Problem statement>
Repeat the following lines word for word, beginning with the line that contains "Give the segmentation of every instance of the distant" and continuing through the line that contains "M 8 86 L 8 91", with both of those lines included.

Shape annotation entries>
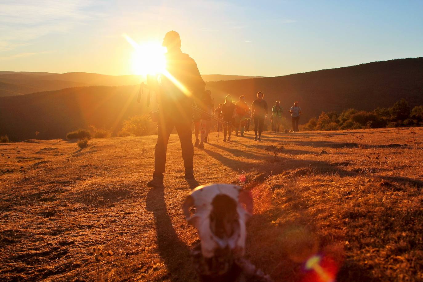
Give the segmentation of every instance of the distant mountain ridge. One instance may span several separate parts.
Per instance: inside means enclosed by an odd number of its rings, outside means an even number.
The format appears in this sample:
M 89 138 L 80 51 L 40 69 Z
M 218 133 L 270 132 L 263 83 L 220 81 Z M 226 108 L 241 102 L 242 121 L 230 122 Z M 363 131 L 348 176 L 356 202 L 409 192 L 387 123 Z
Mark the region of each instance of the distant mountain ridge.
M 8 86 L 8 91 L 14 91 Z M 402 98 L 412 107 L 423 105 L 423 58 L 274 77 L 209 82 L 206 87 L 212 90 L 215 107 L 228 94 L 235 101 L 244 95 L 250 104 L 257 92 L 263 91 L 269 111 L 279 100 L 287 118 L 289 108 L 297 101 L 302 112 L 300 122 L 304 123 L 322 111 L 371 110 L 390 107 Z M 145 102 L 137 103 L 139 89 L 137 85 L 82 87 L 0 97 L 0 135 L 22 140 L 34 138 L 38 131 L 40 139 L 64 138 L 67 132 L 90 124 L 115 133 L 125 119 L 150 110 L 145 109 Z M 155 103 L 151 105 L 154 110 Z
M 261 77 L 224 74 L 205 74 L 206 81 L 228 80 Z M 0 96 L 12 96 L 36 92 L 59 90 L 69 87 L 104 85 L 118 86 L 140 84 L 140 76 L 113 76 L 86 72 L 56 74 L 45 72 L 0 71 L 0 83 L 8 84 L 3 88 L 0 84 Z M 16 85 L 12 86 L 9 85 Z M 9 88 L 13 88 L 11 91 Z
...
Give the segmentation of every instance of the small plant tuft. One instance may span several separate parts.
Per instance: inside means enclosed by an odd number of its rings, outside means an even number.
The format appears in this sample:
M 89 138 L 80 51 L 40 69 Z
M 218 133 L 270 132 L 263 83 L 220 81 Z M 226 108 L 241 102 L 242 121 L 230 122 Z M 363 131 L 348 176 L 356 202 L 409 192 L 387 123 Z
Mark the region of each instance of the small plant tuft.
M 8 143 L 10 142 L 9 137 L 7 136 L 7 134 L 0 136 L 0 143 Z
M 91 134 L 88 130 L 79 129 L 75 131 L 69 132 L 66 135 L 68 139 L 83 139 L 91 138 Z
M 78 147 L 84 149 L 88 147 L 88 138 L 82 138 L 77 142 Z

The solution>
Give the segmentation of every instance of the distant mountain ridge. One instance may span several separate parts.
Per instance: inside means enclosed by an odd number of its rings, outside means an even number.
The format appears in this sample:
M 89 138 L 80 51 L 40 69 Z
M 218 133 L 270 132 L 263 83 L 220 81 Z M 226 108 L 241 102 L 242 121 L 230 122 Z M 363 131 L 348 176 L 356 202 L 409 192 L 387 123 Z
Mark the region of each instance of the distant mountain ridge.
M 8 86 L 8 91 L 14 91 Z M 402 98 L 412 107 L 423 105 L 423 58 L 274 77 L 209 82 L 206 87 L 212 90 L 215 107 L 228 94 L 235 101 L 244 95 L 250 104 L 257 92 L 263 91 L 269 111 L 279 100 L 287 118 L 289 108 L 297 101 L 302 112 L 300 122 L 304 123 L 322 111 L 371 110 L 390 107 Z M 145 102 L 137 103 L 139 89 L 137 85 L 82 87 L 0 97 L 0 135 L 22 140 L 34 138 L 38 131 L 40 139 L 64 138 L 67 132 L 90 124 L 115 133 L 125 119 L 150 110 L 145 109 Z M 155 103 L 151 105 L 154 110 Z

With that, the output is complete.